Prior to any new development, the operator shall prepare and submit a baseline study of all groundwater resources located within and beneath the project site or directly adjacent to the site, to specifically include an analysis of the location and reservoir characteristics of all existing groundwater resources, a chemical analysis of the groundwater, and an overall assessment of the groundwater quality. Nothing in this section shall authorize the operator to trespass on private property including private wells; operator shall use reasonable efforts to obtain permission from private wells. Upon determining that the testing data for said well(s) is otherwise not publically available, the operator may make a showing of reasonable efforts to obtain permission to access private wells to the city manager. Upon such a showing, and a deposit by the operator to cover the costs noticing, the city manager may send out notices requesting access to the private wells for sampling purposes. If data from nearby private wells is not available, the operator may rely on data from the two (2) closest public wells.
B.
The operator shall not inject any water spoils/wastewater derived from the any oil or gas operations into any non-exempt freshwater aquifers.
C.
Upon indication that groundwater contamination has occurred and where there is a reasonable probability it could be related to oil and gas activities at the site, within thirty (30) days of request by the city the operator shall deposit funds with the city necessary to retain a third party to prepare a hydrological analysis Groundwater Testing Program, or alternately, provide comparable analyses performed through the Groundwater Ambient Monitoring and Assessment Program or other reliable source as determined by the city manager. Based on the results of the geo-hydrological analyses, the city manager has the discretion to require the operator to install one (1) or more groundwater monitoring wells to allow for confirmation that groundwater is not being affected by oil and gas activities. As part of the Groundwater Testing Program the operator is required to provide the city manager with annual monitoring and testing results.
D.
The operator shall be responsible for obtaining a field/site study from DOGGR. If DOGGR does not provide this to the operator then the operator shall submit evidence detailing DOGGR's response to their field/site study request to the city manager for review.
E.
The operator shall provide to the city manager a copy of the DOGGR Annual Injection Project Review (if the operator is operating a water injection or water disposal well) upon written or verbal request by the city manager. The operator shall provide to the city manager the results of any DOGGR required cement casing integrity testing, including radial cement evaluation logs or equivalent upon written or verbal request by the city manager, before any wells are put into production.
(Ord. No. 451, § 3(Exh. B, § 2), 7-17-2018)
All facilities at an oil or gas site located within six hundred (600) feet of any prohibited zones, as indicated in Table 1-1, or if noise levels exceed city thresholds as confirmed by the city manager, operations shall comply with the following provisions:
A.
All noise produced from the site shall conform to the noise thresholds specified in Table 4 - Noise Standards For Land Use Compatibility.
B.
Backup alarms on all vehicles operating within six hundred (600) feet of the prohibited zone in Table 1-1, shall be disabled between the hours of 6:00 p.m. and 8:00 a.m. During periods when the backup alarms are disabled, the operator shall employ alternative low-noise methods for ensuring worker safety during vehicle backup, such as the use of spotters.
C.

Written tasks:
a. Copy the ordinance excerpt between "The operator shall be" and "B, § 2), 7-17-2018)", inclusive, renaming "DOGGR" to "the state division" at each occurrence.
b. According to the ordinance excerpt, during which hours must backup alarms on vehicles within six hundred feet of the prohibited zone be disabled?
The entries come from a separate source, not from the ordinance excerpt.

Material shown:
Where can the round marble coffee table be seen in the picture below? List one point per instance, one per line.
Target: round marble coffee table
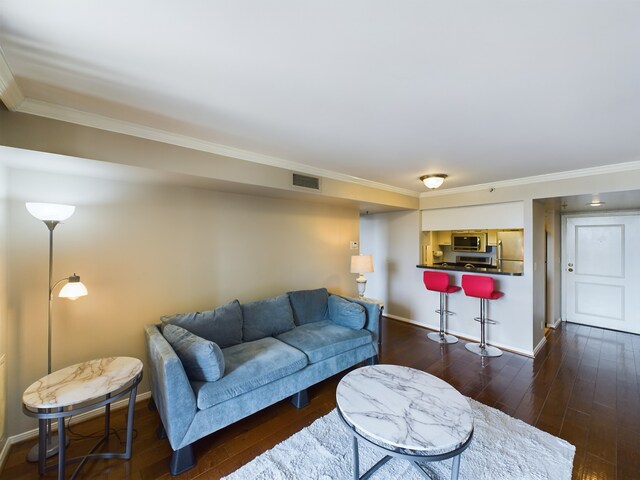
(77, 389)
(405, 413)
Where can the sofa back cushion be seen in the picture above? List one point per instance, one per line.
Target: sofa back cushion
(222, 325)
(266, 318)
(309, 306)
(201, 359)
(346, 313)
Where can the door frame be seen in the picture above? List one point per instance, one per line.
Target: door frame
(563, 253)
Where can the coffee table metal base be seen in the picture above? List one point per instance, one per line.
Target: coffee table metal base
(415, 460)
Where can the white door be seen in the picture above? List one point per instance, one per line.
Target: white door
(601, 271)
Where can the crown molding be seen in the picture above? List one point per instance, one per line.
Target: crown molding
(10, 93)
(548, 177)
(66, 114)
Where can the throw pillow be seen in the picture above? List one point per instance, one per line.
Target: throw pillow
(266, 318)
(222, 325)
(202, 360)
(309, 306)
(346, 313)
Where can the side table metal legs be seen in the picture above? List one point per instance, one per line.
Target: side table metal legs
(60, 415)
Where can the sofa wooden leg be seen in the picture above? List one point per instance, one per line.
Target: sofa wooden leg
(182, 460)
(300, 399)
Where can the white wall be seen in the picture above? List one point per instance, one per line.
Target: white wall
(146, 249)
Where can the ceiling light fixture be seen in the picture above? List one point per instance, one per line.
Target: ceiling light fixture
(433, 181)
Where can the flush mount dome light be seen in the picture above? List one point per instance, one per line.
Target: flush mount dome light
(433, 181)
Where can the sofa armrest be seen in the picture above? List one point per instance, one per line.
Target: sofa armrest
(372, 312)
(170, 387)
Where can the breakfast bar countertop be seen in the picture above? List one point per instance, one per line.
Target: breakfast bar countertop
(462, 268)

Solutions to the exercise:
a.
The operator shall be responsible for obtaining a field/site study from the state division. If the state division does not provide this to the operator then the operator shall submit evidence detailing the state division's response to their field/site study request to the city manager for review.
E.
The operator shall provide to the city manager a copy of the the state division Annual Injection Project Review (if the operator is operating a water injection or water disposal well) upon written or verbal request by the city manager. The operator shall provide to the city manager the results of any the state division required cement casing integrity testing, including radial cement evaluation logs or equivalent upon written or verbal request by the city manager, before any wells are put into production.
(Ord. No. 451, § 3(Exh. B, § 2), 7-17-2018)

b. Between 6:00 p.m. and 8:00 a.m.